Mit einer historischen Silbermedaille bei den Olympischen Spielen 2024 in Paris hat Esther Henseleit nicht nur ein neues Kapitel im deutschen Golfsport aufgeschlagen, sondern sich endgültig als Top-Spielerin etabliert. Doch wer ist die Frau hinter dem sensationellen Erfolg, die mit ihrer ruhigen Art und eisernem Ehrgeiz die Golfwelt erobert?
Der absolute Höhepunkt in Esther Henseleits bisheriger Karriere ereignete sich bei den Olympischen Spielen 2024 in Paris. Dort spielte sie sich mit einer beeindruckenden Leistung zur Silbermedaille im Einzel der Frauen. Dieser Erfolg war nicht nur für sie persönlich ein Meilenstein, sondern auch eine Premiere für den deutschen Golfsport: Es war die erste olympische Golfmedaille überhaupt für Deutschland.

• **EXTRAHIERTE DATENSÄTZE**:
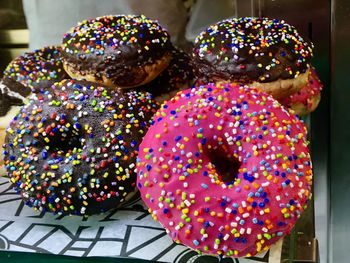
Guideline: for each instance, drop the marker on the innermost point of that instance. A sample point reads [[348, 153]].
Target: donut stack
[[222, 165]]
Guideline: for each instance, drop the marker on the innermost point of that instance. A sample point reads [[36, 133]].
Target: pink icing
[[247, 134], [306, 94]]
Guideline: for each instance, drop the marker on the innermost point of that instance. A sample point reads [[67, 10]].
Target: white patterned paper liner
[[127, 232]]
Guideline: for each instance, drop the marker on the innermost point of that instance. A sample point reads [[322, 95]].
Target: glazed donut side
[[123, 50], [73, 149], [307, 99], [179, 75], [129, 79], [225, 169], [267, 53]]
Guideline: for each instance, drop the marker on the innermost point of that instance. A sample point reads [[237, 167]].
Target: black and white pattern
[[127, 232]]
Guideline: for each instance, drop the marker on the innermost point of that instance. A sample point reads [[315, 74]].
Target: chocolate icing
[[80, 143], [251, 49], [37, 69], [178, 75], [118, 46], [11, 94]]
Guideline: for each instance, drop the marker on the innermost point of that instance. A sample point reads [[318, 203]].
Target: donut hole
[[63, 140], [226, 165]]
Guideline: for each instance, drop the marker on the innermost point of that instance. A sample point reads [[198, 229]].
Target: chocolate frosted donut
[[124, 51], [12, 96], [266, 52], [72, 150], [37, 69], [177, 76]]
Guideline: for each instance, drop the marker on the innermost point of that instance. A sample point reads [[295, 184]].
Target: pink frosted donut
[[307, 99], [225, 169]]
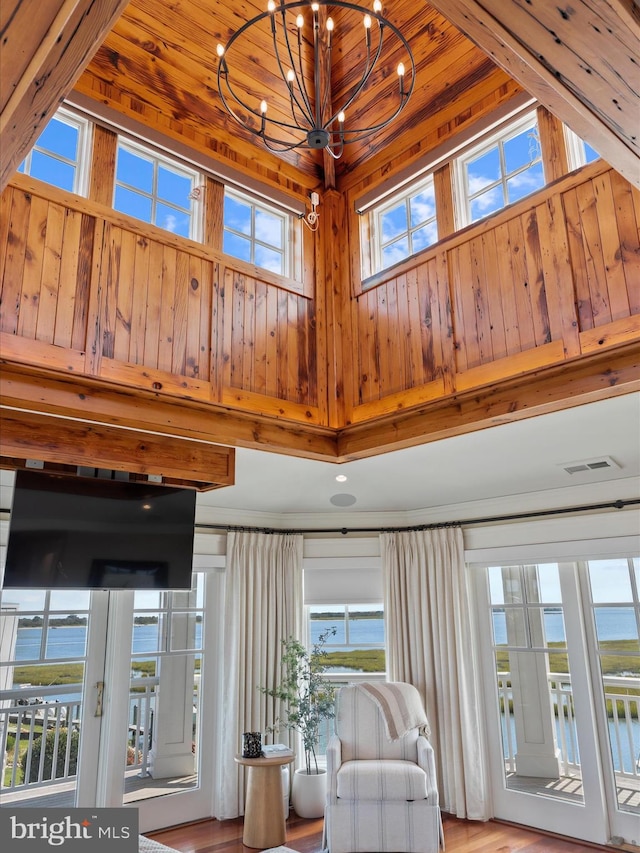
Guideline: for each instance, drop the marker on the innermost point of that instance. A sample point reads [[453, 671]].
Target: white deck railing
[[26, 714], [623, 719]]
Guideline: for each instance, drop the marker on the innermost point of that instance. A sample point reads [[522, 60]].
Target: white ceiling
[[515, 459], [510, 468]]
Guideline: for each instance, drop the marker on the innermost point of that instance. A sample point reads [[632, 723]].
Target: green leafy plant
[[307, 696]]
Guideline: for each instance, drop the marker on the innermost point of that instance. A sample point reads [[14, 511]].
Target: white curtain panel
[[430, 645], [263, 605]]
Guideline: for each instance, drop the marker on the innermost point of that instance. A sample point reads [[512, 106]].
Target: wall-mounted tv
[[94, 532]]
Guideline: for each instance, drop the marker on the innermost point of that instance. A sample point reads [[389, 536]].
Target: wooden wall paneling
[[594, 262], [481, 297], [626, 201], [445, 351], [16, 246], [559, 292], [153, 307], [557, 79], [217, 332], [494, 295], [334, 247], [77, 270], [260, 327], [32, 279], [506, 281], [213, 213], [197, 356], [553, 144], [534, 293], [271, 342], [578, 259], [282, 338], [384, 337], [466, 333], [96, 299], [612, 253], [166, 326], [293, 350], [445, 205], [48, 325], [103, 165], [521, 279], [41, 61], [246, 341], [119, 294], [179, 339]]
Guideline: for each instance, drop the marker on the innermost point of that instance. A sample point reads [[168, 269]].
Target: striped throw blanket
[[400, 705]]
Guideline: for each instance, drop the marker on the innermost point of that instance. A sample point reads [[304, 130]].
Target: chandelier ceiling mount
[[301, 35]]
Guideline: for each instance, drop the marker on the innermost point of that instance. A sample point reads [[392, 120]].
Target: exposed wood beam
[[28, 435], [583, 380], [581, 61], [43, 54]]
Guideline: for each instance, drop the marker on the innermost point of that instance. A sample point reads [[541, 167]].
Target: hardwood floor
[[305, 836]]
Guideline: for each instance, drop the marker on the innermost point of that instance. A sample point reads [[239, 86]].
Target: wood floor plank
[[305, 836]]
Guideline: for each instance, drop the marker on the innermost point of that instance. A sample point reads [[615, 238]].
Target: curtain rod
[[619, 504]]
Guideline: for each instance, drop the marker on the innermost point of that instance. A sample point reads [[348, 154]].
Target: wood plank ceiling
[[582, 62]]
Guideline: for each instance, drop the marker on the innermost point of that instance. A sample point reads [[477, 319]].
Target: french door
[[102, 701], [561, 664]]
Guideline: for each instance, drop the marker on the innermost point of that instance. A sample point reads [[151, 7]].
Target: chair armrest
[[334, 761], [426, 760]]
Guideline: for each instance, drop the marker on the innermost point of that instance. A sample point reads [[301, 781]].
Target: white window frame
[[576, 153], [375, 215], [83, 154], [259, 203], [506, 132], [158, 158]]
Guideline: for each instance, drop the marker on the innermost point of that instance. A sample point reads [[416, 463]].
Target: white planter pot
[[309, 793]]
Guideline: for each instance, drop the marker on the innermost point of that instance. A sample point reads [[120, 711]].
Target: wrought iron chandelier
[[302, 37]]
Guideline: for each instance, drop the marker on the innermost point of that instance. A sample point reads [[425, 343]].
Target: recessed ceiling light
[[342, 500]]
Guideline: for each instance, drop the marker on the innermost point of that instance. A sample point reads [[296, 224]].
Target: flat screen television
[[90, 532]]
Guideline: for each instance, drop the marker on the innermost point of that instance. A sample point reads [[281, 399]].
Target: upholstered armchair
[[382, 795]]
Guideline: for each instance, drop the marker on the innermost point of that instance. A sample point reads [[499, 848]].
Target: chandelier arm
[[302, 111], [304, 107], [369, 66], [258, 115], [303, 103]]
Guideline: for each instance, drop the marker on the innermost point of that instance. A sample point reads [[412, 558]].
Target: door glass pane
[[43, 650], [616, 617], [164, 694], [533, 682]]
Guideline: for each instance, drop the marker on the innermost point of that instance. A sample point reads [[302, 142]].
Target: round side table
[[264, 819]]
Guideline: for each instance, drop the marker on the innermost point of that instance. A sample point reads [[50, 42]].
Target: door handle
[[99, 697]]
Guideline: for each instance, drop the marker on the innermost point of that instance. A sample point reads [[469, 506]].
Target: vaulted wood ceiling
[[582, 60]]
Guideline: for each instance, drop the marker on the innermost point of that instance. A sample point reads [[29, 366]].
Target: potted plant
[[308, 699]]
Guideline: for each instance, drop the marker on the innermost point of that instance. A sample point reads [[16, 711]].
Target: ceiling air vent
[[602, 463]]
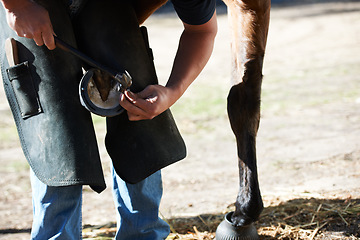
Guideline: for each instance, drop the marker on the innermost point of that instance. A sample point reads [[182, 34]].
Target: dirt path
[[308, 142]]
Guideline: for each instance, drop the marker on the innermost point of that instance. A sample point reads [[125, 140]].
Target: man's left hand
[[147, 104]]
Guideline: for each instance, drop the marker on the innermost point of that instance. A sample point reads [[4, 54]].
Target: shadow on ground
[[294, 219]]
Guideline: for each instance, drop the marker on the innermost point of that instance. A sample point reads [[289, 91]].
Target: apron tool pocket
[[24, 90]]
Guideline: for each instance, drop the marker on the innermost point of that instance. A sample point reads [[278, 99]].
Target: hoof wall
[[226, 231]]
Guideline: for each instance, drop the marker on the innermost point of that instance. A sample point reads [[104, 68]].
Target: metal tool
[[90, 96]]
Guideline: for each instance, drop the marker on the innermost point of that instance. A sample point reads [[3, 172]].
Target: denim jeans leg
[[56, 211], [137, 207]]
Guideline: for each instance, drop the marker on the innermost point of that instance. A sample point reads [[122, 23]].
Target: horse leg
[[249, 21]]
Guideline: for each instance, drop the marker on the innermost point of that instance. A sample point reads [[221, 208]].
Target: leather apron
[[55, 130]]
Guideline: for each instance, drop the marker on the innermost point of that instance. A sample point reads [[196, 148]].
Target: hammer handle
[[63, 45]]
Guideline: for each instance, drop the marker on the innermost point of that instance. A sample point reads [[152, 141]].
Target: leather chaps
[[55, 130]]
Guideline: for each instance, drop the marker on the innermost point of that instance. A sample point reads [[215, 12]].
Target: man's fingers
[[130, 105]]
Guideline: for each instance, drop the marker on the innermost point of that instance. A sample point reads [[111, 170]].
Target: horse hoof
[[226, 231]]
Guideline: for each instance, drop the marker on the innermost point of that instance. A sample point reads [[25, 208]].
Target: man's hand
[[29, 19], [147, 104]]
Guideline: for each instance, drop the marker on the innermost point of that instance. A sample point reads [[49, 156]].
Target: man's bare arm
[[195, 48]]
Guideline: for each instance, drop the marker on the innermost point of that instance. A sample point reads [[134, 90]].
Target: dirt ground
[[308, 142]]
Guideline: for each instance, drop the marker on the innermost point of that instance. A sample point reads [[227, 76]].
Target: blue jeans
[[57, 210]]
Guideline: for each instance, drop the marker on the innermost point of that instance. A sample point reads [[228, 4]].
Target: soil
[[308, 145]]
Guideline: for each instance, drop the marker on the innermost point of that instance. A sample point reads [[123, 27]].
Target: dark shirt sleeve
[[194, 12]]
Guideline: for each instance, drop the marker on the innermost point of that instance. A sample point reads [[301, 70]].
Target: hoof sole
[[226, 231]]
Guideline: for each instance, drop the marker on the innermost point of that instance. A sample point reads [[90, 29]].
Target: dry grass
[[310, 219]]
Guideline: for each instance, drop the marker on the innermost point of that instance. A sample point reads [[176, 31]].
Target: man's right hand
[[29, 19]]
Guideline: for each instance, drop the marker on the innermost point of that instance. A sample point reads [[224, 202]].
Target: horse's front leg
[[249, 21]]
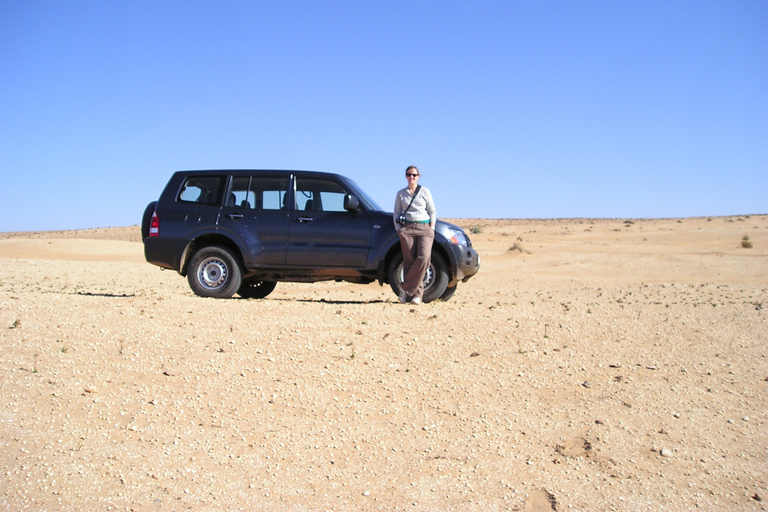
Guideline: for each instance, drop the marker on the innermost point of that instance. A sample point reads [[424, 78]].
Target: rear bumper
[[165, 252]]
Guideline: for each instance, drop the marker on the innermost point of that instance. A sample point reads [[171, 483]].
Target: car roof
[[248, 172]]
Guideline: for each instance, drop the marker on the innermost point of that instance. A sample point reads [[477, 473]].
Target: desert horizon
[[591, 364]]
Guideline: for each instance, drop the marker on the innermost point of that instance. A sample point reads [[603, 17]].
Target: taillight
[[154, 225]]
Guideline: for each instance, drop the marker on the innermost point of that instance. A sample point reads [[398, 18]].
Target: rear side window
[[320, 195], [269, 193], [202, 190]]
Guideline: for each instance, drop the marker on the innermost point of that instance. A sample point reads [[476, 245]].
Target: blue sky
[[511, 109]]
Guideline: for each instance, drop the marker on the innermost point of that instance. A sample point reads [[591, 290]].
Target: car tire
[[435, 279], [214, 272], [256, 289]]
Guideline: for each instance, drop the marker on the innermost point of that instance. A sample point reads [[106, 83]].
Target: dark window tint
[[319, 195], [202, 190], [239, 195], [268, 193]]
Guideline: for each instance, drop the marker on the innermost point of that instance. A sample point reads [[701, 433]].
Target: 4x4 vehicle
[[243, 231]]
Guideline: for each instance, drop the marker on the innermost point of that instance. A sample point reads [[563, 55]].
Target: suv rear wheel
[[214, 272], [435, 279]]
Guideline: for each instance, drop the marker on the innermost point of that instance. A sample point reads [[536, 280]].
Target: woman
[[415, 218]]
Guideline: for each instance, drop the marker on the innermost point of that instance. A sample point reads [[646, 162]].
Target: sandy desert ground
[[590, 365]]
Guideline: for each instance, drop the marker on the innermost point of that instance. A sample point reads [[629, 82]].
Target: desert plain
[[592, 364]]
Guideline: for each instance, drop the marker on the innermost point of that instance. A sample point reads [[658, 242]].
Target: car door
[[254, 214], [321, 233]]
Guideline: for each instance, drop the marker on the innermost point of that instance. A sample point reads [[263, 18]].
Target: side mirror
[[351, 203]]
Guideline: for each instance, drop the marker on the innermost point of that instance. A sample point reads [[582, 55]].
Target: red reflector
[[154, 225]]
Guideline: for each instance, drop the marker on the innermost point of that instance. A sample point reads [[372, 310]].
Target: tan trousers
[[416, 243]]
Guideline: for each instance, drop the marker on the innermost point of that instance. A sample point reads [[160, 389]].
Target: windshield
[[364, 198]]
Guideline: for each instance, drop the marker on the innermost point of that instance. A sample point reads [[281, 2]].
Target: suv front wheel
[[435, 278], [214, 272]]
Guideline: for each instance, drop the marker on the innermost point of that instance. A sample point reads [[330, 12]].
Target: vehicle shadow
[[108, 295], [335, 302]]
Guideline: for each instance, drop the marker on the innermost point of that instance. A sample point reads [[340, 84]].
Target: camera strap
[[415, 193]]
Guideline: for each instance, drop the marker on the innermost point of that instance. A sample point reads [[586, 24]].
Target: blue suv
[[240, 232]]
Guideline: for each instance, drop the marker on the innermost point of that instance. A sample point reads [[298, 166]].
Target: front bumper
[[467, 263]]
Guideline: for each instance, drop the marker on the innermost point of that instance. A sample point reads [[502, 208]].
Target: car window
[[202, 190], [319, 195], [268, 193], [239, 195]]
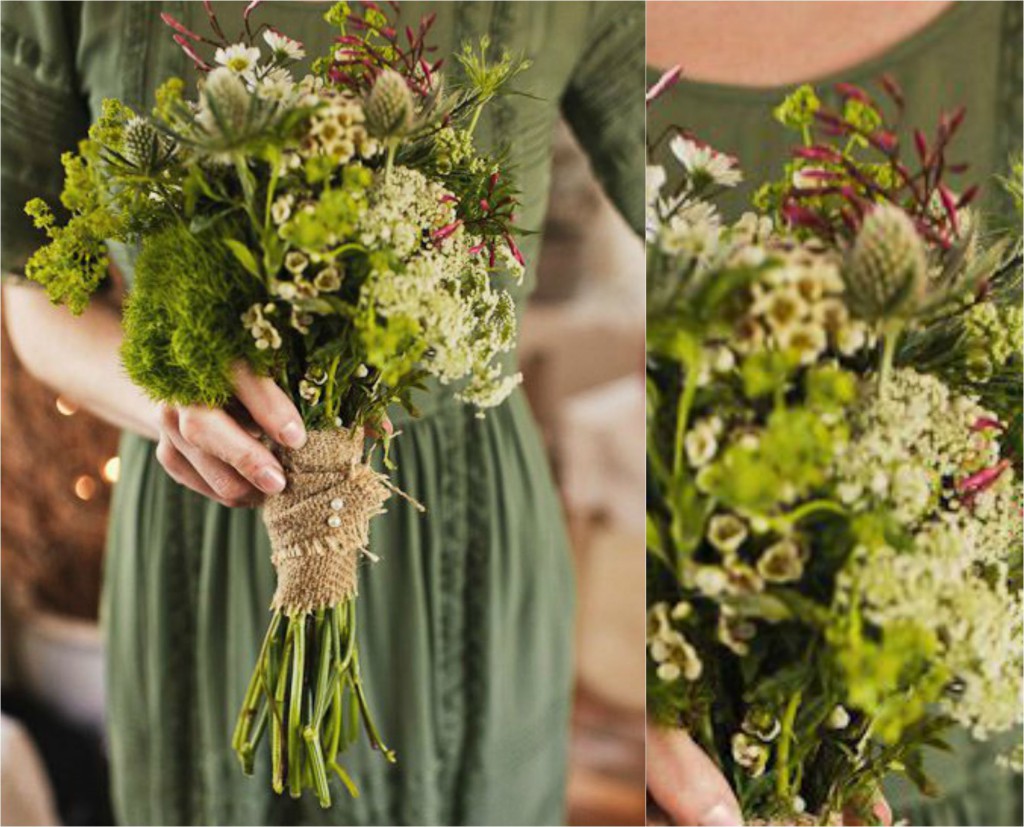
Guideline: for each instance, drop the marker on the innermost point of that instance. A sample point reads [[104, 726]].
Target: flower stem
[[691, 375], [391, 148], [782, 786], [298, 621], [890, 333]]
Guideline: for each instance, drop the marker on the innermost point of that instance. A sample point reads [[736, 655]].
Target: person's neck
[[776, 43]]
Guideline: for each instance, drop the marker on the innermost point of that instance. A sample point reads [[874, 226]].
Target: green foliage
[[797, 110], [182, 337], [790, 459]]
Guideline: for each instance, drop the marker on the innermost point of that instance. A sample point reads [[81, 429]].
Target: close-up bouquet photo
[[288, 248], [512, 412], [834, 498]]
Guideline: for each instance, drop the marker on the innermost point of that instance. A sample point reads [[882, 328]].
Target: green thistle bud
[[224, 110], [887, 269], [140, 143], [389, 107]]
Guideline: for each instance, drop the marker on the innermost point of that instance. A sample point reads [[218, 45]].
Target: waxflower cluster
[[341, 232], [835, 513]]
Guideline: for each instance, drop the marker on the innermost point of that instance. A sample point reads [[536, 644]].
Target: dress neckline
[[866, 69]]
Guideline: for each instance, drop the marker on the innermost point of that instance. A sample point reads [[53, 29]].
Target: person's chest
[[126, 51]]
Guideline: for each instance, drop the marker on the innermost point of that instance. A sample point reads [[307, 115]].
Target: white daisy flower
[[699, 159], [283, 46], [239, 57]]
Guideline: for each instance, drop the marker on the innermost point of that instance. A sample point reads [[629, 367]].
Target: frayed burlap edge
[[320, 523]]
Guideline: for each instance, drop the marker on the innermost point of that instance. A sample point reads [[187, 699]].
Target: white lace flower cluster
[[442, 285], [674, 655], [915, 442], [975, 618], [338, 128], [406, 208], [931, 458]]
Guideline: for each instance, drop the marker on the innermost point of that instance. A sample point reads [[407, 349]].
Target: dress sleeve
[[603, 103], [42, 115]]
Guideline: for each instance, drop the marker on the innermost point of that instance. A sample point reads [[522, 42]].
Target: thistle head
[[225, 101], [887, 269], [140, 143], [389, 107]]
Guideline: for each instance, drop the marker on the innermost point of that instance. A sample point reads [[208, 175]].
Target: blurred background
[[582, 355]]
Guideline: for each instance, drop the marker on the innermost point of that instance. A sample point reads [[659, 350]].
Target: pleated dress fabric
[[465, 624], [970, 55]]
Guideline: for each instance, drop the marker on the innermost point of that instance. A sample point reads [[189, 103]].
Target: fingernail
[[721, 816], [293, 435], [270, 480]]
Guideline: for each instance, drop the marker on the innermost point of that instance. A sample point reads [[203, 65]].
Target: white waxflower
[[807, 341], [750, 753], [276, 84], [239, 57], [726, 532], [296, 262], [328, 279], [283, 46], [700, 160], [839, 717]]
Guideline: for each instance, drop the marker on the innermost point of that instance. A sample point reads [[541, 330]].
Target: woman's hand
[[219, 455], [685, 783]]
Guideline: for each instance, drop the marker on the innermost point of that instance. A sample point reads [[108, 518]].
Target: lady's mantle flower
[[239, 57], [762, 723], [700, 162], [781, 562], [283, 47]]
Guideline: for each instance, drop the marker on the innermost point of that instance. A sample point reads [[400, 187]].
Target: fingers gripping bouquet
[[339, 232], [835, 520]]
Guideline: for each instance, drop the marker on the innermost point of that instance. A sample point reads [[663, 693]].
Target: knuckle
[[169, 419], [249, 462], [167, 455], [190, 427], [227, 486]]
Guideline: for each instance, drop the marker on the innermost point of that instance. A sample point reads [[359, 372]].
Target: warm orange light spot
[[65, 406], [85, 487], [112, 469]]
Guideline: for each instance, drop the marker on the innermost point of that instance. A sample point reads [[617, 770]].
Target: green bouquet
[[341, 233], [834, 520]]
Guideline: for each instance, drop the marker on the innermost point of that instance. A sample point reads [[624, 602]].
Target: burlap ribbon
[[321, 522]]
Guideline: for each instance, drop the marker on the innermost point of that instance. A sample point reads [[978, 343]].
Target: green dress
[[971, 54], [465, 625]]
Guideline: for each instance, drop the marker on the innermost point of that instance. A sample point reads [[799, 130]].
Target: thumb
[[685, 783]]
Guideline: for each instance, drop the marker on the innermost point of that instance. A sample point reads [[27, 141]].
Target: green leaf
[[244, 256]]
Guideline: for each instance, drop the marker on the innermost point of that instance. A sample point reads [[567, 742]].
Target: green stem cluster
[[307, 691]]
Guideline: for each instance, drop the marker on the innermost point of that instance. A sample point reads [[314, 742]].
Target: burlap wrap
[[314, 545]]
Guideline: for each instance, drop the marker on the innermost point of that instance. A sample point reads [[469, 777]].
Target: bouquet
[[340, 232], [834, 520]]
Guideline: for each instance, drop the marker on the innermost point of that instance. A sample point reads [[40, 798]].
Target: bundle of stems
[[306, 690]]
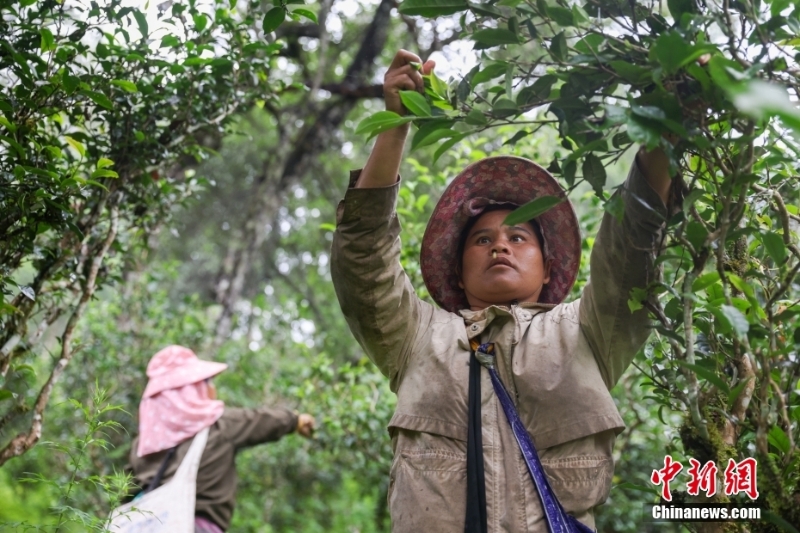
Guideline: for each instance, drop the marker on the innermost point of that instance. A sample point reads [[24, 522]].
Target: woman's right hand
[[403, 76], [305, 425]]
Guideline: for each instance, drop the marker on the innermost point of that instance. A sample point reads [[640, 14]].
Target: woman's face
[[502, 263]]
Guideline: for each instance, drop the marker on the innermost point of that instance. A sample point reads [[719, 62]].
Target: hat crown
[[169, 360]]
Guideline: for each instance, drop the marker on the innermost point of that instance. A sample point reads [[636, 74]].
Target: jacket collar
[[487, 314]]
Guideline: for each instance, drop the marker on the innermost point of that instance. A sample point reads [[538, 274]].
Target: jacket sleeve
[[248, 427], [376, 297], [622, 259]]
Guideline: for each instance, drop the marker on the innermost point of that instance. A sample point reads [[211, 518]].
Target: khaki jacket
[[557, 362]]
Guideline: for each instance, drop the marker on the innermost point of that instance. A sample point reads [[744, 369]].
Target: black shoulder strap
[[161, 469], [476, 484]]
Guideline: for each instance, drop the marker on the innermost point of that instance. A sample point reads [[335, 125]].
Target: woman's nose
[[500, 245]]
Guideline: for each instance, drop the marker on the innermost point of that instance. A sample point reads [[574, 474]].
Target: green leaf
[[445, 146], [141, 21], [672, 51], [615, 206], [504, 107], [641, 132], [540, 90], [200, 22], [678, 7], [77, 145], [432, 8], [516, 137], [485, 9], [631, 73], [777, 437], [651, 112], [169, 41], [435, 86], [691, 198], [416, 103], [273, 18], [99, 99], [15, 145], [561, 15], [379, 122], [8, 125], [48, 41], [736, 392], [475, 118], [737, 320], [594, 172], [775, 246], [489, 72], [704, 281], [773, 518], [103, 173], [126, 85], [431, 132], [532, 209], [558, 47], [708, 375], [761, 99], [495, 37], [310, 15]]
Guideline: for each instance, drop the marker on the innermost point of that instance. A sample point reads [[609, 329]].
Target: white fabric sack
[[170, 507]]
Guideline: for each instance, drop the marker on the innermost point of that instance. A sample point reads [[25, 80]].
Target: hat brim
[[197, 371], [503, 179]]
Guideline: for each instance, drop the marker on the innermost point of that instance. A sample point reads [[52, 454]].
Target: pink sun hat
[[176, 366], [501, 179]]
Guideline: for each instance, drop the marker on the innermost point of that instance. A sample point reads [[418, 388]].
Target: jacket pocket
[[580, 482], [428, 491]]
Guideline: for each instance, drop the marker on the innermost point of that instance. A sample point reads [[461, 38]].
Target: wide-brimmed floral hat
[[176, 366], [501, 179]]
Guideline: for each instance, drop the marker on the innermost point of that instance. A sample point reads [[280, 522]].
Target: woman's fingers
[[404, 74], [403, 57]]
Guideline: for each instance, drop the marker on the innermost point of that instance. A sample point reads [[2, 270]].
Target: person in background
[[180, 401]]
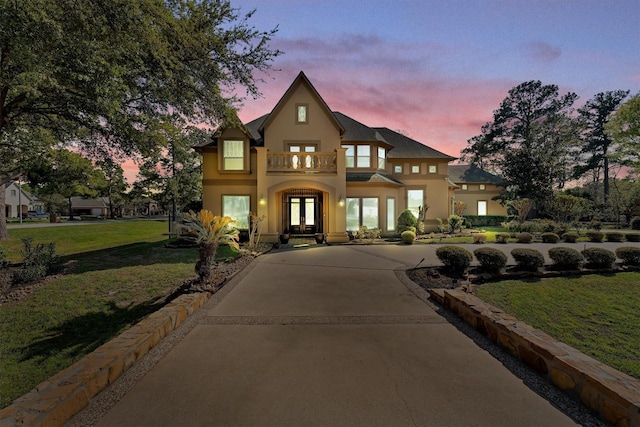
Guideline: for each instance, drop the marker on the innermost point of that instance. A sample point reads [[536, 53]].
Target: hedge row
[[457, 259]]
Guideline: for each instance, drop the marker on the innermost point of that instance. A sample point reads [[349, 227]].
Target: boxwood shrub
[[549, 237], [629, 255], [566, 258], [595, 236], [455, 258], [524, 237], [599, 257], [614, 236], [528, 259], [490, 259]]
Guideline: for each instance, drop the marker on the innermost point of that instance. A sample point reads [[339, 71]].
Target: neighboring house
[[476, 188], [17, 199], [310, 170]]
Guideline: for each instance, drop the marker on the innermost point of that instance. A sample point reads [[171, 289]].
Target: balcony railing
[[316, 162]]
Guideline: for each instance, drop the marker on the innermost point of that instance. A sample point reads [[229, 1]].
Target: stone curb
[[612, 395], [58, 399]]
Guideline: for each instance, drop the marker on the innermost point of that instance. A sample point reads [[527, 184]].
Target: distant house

• **ZU ERLEDIGENDE AUFGABEN**:
(1) Können Sie aus dem Text über Esther Henseleit die Passage abschreiben, die bei den Worten „Mit einer historischen“ beginnt und nach „die Golfwelt erobert?“ aufhört?
(2) Würden Sie den Text über Esther Henseleit im Anschluss an seinen letzten Satz weiterschreiben?

• **SCHRIFTLICHE ANTWORTEN**:
(1)
Mit einer historischen Silbermedaille bei den Olympischen Spielen 2024 in Paris hat Esther Henseleit nicht nur ein neues Kapitel im deutschen Golfsport aufgeschlagen, sondern sich endgültig als Top-Spielerin etabliert. Doch wer ist die Frau hinter dem sensationellen Erfolg, die mit ihrer ruhigen Art und eisernem Ehrgeiz die Golfwelt erobert?

(2)
Was ihren Triumph noch bemerkenswerter macht, ist der Verlauf des Turniers. Nach dem dritten Tag lag Henseleit noch auf dem geteilten zwölften Rang. Doch mit einer sensationellen 66er-Schlussrunde katapultierte sie sich am Finaltag noch auf den zweiten Platz vor. Ihre mentale Stärke bewies sie auch im Umgang mit den Anzeigetafeln. "Ich habe es auf der großen Anzeigetafel gesehen. Viele Profis sagen ja, sie gucken da lieber nicht drauf, um sich nicht unter Druck zu setzen. Aber ich bin da viel zu neugierig. Und mich hat das angespornt", verriet sie dem NDR nach ihrem Erfolg. Diese Gelassenheit und der Spaß am direkten Wettkampf sind typisch für Henseleit.
Die Olympische Medaille hat ihre Position in der Golfwelt nactürlich positiv beeinflusst. Dank starker Monate im Anschluss an den Sensationserfolg, lag ihre Platzierung im Rolex Women's World Golf Rankings Ende Mai bei Platz 19, ihre bisher beste Notierung.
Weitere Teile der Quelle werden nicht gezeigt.